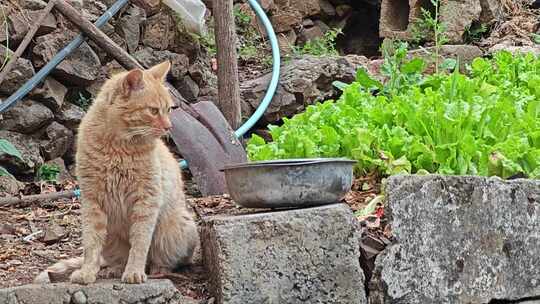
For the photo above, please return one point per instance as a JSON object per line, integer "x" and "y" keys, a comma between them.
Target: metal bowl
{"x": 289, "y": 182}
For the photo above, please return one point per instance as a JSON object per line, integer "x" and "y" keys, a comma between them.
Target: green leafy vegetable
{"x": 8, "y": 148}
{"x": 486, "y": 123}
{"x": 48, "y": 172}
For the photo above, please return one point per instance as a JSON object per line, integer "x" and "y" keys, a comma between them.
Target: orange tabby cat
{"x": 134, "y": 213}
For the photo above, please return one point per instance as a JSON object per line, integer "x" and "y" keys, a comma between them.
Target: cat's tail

* * *

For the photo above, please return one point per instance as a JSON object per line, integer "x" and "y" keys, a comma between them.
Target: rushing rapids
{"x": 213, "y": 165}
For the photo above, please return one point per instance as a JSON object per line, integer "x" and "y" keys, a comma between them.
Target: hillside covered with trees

* * *

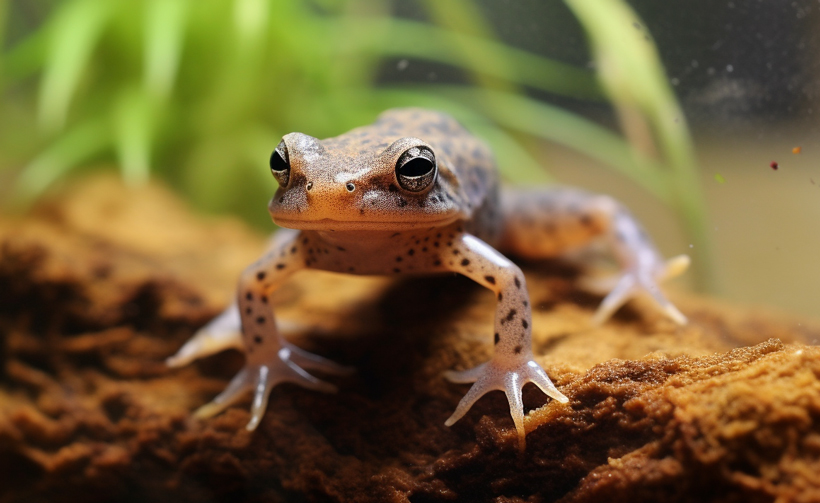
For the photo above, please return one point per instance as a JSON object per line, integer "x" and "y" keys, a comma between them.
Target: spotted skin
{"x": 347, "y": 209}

Written problem
List each line of the records above that contains the string "Target". Case counts, so copy only lines where the capitalization matches.

Answer to this exercise
Target: metal bowl
Target: green leafy vegetable
Target: orange tabby cat
Target: cat's tail
Target: rushing rapids
Target: hillside covered with trees
Target: spotted skin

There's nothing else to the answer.